• WHAT TO DO
Pull out every line in the records below that contains the word "upper", and copy each of those lines in full.

• RECORDS PROVIDED
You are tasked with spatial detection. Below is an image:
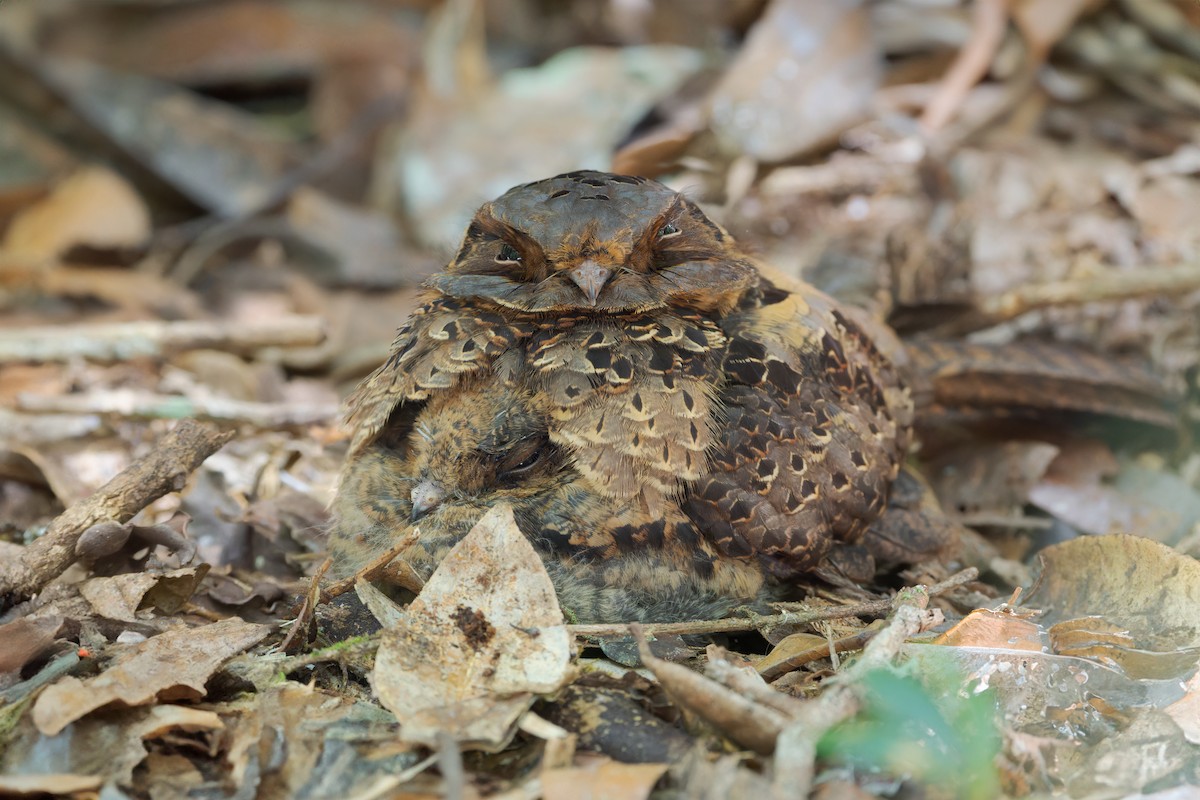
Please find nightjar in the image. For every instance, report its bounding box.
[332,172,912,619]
==
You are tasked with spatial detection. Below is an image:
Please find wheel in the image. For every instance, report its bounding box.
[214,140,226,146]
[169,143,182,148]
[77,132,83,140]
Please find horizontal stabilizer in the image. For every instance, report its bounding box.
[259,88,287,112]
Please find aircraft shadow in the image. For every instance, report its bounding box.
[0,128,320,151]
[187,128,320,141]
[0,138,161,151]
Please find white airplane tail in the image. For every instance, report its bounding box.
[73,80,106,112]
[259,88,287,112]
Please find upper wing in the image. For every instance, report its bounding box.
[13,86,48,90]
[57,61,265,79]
---
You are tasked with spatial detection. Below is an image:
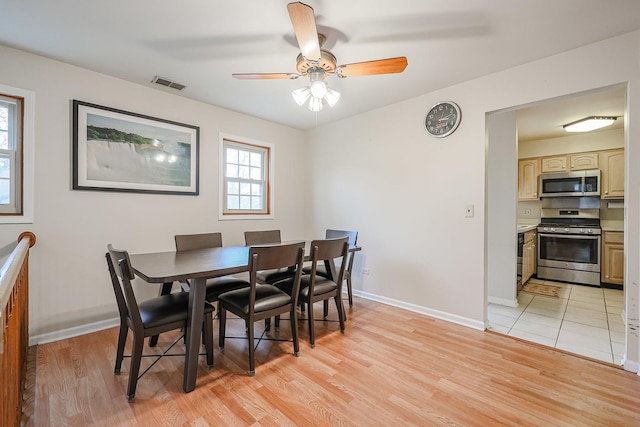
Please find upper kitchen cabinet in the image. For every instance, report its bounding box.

• OUTPUT OF THE EXERCISE
Please find upper wing in the image. For every instance, report its bounding box.
Please find upper kitchen cabinet in the image. For every instance, report its bounding box.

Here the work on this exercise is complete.